◆ WHAT YOU WILL DO
Only a number is expected in reply: the count of lines below where the word "steep" occurs.
===== RECORDED INFORMATION =====
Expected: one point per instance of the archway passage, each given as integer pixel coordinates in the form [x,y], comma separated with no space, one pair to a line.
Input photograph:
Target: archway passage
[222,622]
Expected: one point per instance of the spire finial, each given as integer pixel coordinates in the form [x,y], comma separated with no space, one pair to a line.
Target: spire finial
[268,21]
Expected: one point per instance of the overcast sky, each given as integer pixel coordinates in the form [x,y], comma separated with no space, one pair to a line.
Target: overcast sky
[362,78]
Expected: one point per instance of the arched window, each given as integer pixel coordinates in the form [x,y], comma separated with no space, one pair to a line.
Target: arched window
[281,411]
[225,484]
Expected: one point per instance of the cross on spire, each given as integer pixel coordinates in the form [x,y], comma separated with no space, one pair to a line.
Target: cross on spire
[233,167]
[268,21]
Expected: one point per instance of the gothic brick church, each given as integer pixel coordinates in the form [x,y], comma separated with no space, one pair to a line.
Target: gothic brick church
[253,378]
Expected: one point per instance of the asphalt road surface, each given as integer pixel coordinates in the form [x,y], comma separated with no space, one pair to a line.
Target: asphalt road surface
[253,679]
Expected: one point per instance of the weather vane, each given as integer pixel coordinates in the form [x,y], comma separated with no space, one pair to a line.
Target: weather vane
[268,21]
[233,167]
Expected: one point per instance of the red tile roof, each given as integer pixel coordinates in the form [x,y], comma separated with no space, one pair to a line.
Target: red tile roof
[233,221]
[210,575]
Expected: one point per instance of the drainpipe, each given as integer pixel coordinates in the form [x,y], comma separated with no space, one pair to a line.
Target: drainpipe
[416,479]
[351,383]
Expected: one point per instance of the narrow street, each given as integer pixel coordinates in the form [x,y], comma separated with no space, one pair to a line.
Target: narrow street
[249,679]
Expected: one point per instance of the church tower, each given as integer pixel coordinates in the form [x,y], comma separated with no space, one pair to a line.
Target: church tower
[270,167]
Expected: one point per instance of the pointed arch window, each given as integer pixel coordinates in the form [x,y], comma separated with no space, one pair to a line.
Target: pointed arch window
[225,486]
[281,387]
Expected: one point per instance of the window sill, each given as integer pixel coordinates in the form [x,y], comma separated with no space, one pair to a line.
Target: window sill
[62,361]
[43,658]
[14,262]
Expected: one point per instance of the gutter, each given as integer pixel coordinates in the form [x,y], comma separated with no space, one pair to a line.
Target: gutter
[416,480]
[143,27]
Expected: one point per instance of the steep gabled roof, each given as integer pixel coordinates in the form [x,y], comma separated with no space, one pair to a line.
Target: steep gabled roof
=====
◆ EXERCISE OUTPUT
2